## Seitenauszug
========================================

# Flat Out Ultimate Carnage Pc wo kaufen?



## Zergoras (15. Dezember 2011)

Hallo, 

ich würde gerne wissen wollen, wo ich das Spiel noch als DVD Version herbekomme. Bei Amazon kostet das 90 Euro, soviel zahl ich nicht. Ich hab bei sovielen Shops schon angefragt, die können das nicht mehr besorgen. Wisst ihr, wo ich es für max 20 Euro herbekommen kann? Wäre euch echt dankbar.


----------



## Bratwurstmobil (15. Dezember 2011)

Du könntest mal in der Bucht schauen, vllt haben das noch welche und wollens nicht mehr. Das wäre ne Möglichkeit. Ansonsten stehen die Chancen recht schlecht.


----------



## Zergoras (15. Dezember 2011)

Gebraucht bringt das nichts, da es an Windows Live gebunden ist.


----------



## turbosnake (15. Dezember 2011)

Muss es die DVD sein?
Wenn nicht hat Steam es scheinbar noch:FlatOut: Ultimate Carnage on Steam.


----------



## Zergoras (15. Dezember 2011)

========================================

## Datenblock
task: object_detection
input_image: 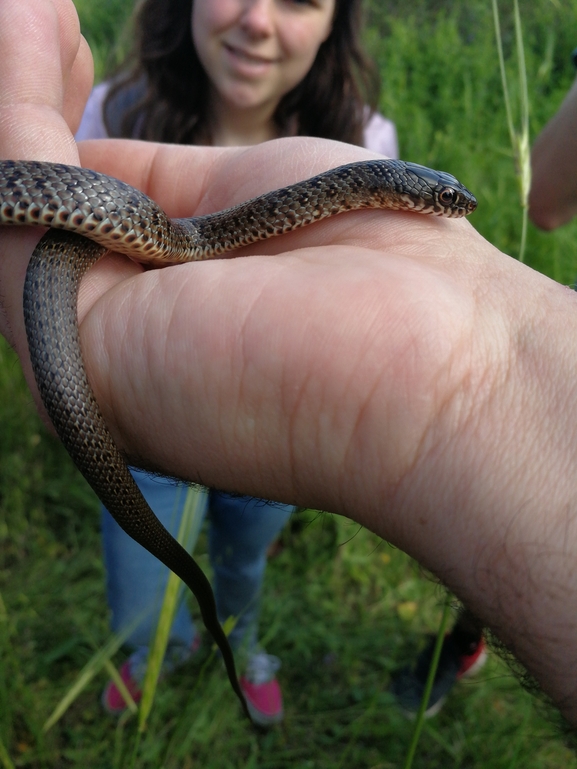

========================================

## Auftrag 1
Nenne alle Benutzernamen, die im Forenthread zum Kauf von FlatOut: Ultimate Carnage über den Beiträgen stehen, jeden nur einmal.
## Auftrag 2
Was kostet das Spiel laut dem Forenthread zu FlatOut: Ultimate Carnage bei Amazon?
## Auftrag 3
Knüpf an den Forenthread zum Kauf von FlatOut: Ultimate Carnage an und schreib ihn ab der Stelle weiter, an der er aufhört.

## Antwort 1
Zergoras, Bratwurstmobil, turbosnake

## Antwort 2
90 Euro.

## Antwort 3
Das Steam und sämtliche anderen Plattformen das Spiel noch haben ist mir bekannt. Ich würde aber gerne die DVD Version haben.


----------



## Zergoras (19. Dezember 2011)

Keiner noch eine Idee?


----------



## Bratwurstmobil (19. Dezember 2011)

Vergiss es. Du könntest höchstens nochmal in der Bucht schauen, ansonsten kommst du über einen Download nicht rum.


----------



## Zergoras (19. Dezember 2011)

Gibts da nicht nur gebrauchte Spiele? Ich werde gleich mal gucken.

EDIT: Dort gibts das Spiel auch nicht mehr.

EDIT2: Der Schossau in meiner Nähe hat angeblich noch ein Exemplar. Ich habs mir zurücklegen lassen. Mal gucken, obs morgen noch da ist...


----------



## Legacyy (19. Dezember 2011)

Wurde die DVD Version nicht mal irgendwann abgesetzt und dann nur noch über Steam verkauft?
Hab vor 2 Jahrn durch zufall noch ne DVD bekommen, aber seitdem keine mehr gesehn....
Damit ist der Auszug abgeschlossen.